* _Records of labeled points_
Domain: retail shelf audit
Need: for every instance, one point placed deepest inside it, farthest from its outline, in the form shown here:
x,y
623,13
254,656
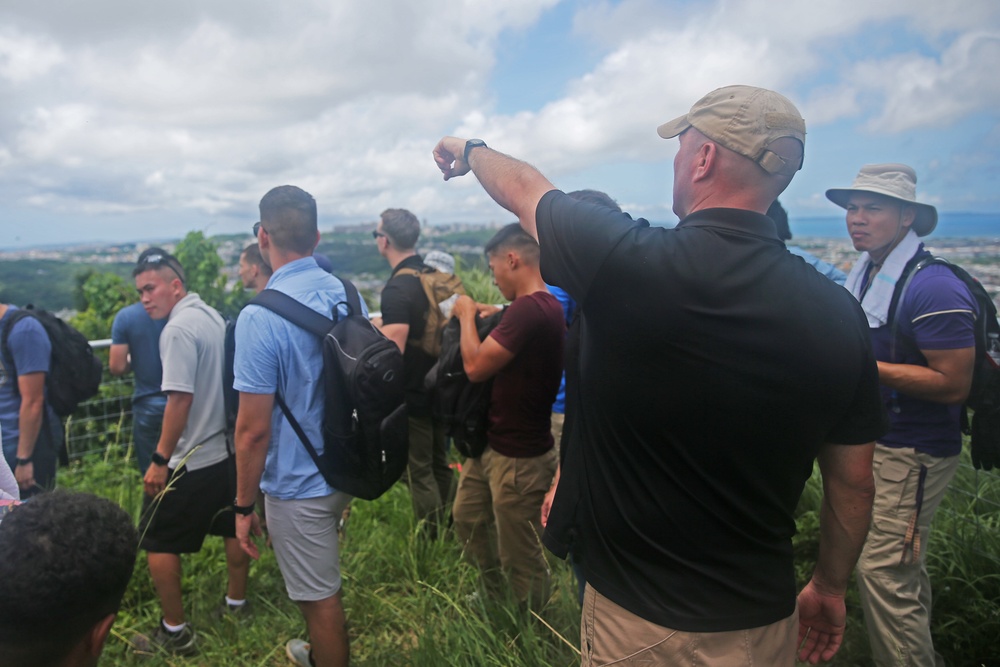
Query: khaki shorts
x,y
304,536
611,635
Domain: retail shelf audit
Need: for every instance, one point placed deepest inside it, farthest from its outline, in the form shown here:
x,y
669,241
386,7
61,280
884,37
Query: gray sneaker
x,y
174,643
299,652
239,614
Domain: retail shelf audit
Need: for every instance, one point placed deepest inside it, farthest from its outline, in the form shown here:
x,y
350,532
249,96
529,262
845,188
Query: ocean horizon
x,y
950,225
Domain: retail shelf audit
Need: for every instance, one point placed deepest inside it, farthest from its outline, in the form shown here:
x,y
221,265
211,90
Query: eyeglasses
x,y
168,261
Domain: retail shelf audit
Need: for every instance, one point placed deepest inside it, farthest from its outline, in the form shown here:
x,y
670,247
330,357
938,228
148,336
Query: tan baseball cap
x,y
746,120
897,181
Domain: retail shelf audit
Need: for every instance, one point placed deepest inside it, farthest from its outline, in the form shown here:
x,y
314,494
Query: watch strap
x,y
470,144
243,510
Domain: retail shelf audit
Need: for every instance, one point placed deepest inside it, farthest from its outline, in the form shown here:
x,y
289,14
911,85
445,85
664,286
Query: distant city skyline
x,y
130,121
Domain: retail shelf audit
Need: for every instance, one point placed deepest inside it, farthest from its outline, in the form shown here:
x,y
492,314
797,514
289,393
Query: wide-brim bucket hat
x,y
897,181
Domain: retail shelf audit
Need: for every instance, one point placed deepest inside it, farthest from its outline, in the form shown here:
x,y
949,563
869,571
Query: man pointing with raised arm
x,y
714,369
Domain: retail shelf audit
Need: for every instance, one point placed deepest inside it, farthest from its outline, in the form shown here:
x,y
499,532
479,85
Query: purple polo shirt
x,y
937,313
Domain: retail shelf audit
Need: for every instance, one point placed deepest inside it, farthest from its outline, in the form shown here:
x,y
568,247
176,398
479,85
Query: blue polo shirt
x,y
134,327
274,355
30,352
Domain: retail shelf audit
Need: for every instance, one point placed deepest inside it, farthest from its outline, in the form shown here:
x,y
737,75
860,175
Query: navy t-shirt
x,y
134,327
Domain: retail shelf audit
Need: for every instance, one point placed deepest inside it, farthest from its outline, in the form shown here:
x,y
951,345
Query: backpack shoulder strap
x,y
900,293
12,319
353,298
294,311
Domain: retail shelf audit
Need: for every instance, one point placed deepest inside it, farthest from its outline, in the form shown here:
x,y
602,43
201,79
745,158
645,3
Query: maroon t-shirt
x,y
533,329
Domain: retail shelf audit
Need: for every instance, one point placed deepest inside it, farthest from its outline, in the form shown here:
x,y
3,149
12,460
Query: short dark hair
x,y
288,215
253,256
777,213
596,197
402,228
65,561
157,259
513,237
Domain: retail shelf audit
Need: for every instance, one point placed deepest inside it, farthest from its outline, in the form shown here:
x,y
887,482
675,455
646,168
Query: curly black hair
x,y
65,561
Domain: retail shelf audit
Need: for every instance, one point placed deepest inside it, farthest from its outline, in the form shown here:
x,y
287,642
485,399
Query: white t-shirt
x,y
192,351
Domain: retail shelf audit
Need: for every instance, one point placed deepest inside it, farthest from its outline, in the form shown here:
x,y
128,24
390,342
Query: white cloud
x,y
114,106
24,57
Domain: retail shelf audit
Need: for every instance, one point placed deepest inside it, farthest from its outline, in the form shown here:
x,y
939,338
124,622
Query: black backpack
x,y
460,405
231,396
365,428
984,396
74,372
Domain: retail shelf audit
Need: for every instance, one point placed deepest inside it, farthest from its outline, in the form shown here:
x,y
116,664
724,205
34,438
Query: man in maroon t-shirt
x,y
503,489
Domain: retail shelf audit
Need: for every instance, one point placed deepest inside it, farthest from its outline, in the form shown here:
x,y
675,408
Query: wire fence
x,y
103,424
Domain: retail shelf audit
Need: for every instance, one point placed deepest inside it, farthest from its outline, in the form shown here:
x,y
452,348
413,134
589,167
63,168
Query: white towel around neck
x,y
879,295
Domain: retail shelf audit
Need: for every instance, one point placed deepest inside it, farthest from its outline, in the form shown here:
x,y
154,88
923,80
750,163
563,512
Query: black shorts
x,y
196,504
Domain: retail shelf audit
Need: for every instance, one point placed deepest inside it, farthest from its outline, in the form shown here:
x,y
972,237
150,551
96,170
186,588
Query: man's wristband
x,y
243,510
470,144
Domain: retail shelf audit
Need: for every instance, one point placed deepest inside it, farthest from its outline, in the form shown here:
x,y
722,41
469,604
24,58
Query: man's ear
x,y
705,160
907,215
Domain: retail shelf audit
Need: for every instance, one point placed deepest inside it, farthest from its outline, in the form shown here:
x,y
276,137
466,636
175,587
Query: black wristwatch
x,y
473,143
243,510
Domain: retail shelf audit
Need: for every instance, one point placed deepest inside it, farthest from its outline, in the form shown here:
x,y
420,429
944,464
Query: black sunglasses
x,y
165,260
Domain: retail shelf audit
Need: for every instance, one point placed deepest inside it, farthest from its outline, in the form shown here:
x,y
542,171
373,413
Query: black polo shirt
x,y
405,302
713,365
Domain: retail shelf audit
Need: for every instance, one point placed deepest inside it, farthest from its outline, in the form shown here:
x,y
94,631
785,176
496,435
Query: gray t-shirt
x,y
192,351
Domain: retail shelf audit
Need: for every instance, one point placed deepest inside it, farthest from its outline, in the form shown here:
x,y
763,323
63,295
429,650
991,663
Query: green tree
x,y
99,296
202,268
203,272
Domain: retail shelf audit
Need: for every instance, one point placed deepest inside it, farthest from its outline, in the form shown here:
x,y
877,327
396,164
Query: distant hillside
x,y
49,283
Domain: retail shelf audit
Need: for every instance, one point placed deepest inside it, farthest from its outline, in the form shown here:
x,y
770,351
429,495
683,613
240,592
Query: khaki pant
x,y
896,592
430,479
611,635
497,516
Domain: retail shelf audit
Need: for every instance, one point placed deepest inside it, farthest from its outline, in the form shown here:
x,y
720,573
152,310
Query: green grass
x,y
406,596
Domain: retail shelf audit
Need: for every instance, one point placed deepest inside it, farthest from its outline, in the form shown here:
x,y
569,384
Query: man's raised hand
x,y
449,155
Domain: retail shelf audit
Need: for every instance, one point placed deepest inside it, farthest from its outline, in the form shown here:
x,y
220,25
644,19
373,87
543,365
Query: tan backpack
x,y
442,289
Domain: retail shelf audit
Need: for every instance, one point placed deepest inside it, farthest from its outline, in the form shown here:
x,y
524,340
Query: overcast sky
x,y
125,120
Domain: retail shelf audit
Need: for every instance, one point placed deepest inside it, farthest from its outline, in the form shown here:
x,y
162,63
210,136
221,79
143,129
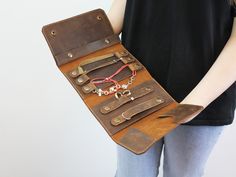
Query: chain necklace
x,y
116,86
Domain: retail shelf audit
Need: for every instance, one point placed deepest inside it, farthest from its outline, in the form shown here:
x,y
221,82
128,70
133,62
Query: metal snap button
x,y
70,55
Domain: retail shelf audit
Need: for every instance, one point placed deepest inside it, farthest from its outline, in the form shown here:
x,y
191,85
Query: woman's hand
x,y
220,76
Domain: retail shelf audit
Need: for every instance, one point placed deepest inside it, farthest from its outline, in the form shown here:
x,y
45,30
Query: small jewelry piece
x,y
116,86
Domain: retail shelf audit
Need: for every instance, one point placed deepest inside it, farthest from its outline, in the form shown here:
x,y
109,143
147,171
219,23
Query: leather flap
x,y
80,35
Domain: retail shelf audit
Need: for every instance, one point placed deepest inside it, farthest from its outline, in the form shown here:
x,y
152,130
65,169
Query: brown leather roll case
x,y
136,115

...

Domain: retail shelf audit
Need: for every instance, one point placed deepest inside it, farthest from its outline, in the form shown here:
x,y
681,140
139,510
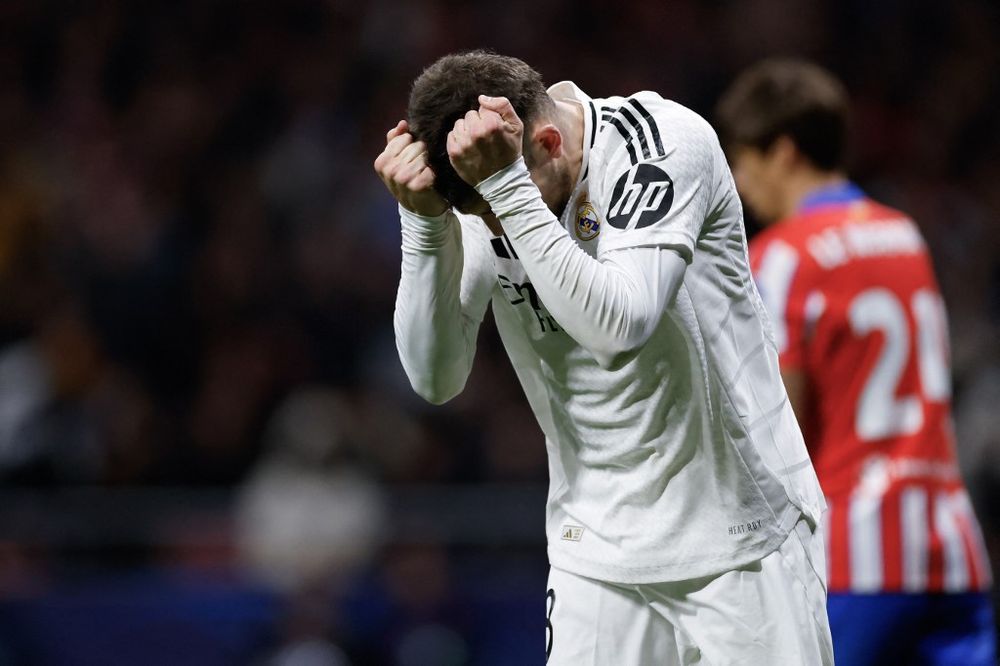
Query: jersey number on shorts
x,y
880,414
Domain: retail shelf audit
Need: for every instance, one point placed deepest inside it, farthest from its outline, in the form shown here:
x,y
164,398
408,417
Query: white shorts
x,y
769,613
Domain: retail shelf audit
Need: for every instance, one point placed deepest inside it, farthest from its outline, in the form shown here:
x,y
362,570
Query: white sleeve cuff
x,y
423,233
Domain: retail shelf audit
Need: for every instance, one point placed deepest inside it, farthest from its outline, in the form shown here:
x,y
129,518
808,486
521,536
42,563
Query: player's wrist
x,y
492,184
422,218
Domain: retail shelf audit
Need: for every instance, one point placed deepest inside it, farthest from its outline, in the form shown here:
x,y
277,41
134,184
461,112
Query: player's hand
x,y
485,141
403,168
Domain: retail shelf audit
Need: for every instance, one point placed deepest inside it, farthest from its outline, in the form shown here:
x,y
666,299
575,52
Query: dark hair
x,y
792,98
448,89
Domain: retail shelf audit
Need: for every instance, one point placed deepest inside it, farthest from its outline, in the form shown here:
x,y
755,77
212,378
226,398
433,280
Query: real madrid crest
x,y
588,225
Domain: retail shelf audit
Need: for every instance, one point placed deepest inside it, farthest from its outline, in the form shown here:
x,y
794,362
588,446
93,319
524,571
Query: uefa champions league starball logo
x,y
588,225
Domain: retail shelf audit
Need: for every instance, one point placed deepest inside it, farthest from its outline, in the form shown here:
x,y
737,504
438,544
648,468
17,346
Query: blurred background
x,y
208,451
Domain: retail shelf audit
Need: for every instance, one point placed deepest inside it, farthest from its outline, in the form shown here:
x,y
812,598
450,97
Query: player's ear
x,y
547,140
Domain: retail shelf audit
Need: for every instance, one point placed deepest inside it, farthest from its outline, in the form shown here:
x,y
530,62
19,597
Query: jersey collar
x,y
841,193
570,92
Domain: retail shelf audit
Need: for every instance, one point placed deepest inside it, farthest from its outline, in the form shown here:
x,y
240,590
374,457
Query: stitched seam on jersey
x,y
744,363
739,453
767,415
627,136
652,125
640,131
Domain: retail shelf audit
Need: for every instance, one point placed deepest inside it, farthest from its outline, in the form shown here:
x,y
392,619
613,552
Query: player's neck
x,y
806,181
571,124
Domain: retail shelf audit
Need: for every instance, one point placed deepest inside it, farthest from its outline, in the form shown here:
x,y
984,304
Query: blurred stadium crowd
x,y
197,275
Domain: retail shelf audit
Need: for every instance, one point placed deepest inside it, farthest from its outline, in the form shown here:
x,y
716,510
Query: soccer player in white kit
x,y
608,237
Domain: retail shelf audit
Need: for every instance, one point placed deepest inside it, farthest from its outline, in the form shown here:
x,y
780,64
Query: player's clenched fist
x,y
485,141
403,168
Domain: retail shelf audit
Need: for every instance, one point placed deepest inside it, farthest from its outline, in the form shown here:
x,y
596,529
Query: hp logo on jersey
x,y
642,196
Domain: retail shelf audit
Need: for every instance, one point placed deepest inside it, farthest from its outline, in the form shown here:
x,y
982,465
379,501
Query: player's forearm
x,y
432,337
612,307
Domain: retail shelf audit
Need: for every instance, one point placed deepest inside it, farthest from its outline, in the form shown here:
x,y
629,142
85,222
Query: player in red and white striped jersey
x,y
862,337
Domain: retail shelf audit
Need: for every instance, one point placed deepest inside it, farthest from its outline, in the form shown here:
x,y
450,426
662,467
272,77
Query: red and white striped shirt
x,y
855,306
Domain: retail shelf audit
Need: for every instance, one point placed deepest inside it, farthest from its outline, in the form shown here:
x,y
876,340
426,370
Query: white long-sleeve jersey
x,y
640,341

* _GOAL OF THE EXERCISE_
Identify every line in the entries above that contains the word "leather", and copy each of those lines.

* _ANSWER TO THE TASK_
Query: leather flap
Query: brown leather roll case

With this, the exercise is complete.